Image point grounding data
= = =

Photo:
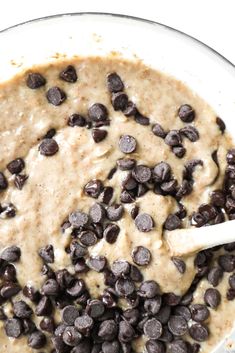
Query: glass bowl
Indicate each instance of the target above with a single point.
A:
(96, 34)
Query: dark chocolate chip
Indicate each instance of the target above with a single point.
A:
(186, 113)
(141, 256)
(127, 144)
(97, 263)
(172, 222)
(162, 172)
(22, 310)
(69, 74)
(177, 325)
(179, 264)
(153, 328)
(144, 222)
(37, 340)
(47, 254)
(76, 120)
(190, 132)
(126, 163)
(119, 100)
(114, 82)
(56, 96)
(98, 112)
(11, 254)
(221, 124)
(20, 180)
(212, 297)
(48, 147)
(199, 332)
(13, 328)
(16, 166)
(98, 135)
(93, 188)
(35, 80)
(199, 312)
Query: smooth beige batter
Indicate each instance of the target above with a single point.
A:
(55, 184)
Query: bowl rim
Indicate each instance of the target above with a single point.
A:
(121, 16)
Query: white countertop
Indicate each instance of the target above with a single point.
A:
(211, 21)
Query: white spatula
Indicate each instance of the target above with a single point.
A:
(188, 241)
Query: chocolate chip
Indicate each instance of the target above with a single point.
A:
(152, 306)
(153, 328)
(37, 340)
(141, 173)
(106, 195)
(130, 109)
(95, 308)
(93, 188)
(179, 264)
(120, 268)
(173, 138)
(56, 96)
(72, 336)
(141, 256)
(97, 213)
(13, 328)
(47, 254)
(158, 130)
(177, 325)
(124, 287)
(97, 263)
(11, 254)
(16, 166)
(69, 74)
(178, 346)
(87, 238)
(179, 151)
(98, 135)
(22, 310)
(144, 222)
(126, 163)
(212, 297)
(84, 324)
(149, 289)
(190, 132)
(199, 332)
(221, 124)
(199, 312)
(20, 180)
(114, 83)
(48, 147)
(47, 324)
(44, 307)
(78, 219)
(111, 232)
(126, 332)
(98, 112)
(227, 262)
(76, 120)
(172, 222)
(77, 289)
(183, 311)
(119, 100)
(115, 212)
(214, 276)
(141, 119)
(3, 182)
(162, 172)
(186, 113)
(35, 80)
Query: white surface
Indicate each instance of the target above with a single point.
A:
(211, 21)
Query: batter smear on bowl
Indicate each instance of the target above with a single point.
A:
(99, 156)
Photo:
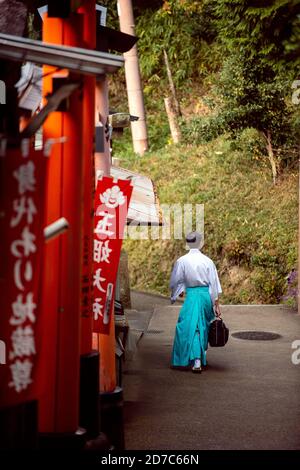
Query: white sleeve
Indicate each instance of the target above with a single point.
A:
(177, 281)
(214, 283)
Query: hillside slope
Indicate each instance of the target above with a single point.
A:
(250, 225)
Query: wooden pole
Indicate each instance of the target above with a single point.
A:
(171, 84)
(61, 300)
(173, 120)
(133, 81)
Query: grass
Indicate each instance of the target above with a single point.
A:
(250, 225)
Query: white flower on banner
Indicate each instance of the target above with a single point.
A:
(97, 309)
(21, 375)
(103, 224)
(23, 342)
(113, 197)
(23, 311)
(25, 176)
(101, 251)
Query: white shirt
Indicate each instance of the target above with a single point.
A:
(194, 269)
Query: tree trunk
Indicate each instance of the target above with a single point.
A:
(271, 157)
(171, 84)
(173, 120)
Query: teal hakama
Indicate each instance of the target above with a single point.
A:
(191, 336)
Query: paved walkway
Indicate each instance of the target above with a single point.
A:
(248, 398)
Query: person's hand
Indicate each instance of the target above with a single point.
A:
(217, 310)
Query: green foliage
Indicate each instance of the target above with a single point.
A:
(183, 29)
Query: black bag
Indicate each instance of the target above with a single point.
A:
(218, 333)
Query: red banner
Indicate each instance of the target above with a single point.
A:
(112, 201)
(21, 232)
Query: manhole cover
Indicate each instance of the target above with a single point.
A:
(154, 332)
(256, 335)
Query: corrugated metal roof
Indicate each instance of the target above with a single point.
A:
(30, 87)
(85, 61)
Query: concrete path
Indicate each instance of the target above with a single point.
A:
(248, 398)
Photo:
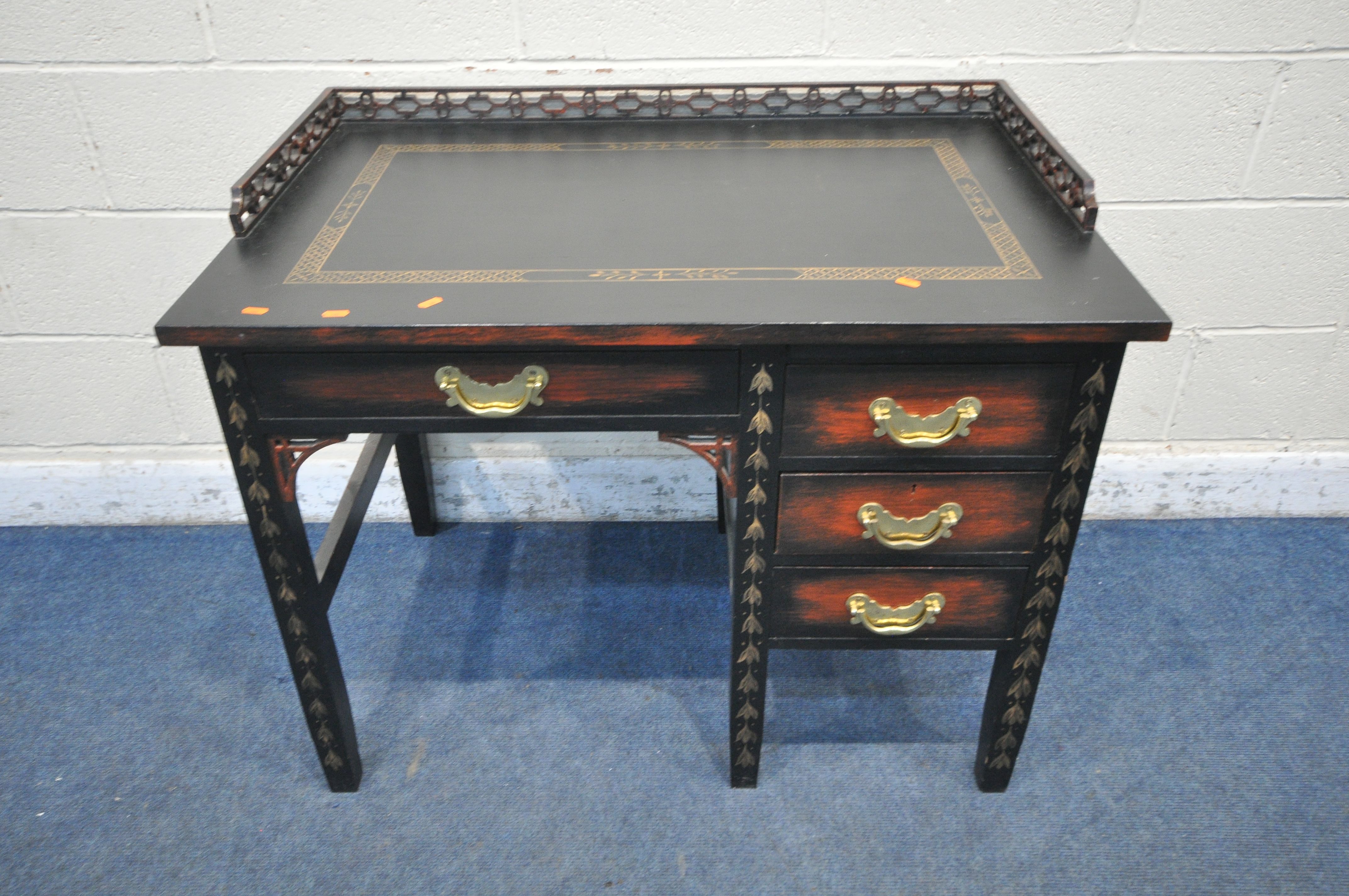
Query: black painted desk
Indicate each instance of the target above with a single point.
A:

= = =

Task to carry out:
The answer must be every line of the records above that holds the word "chocolate".

Reply:
Query: dark chocolate chip
Query: chocolate chip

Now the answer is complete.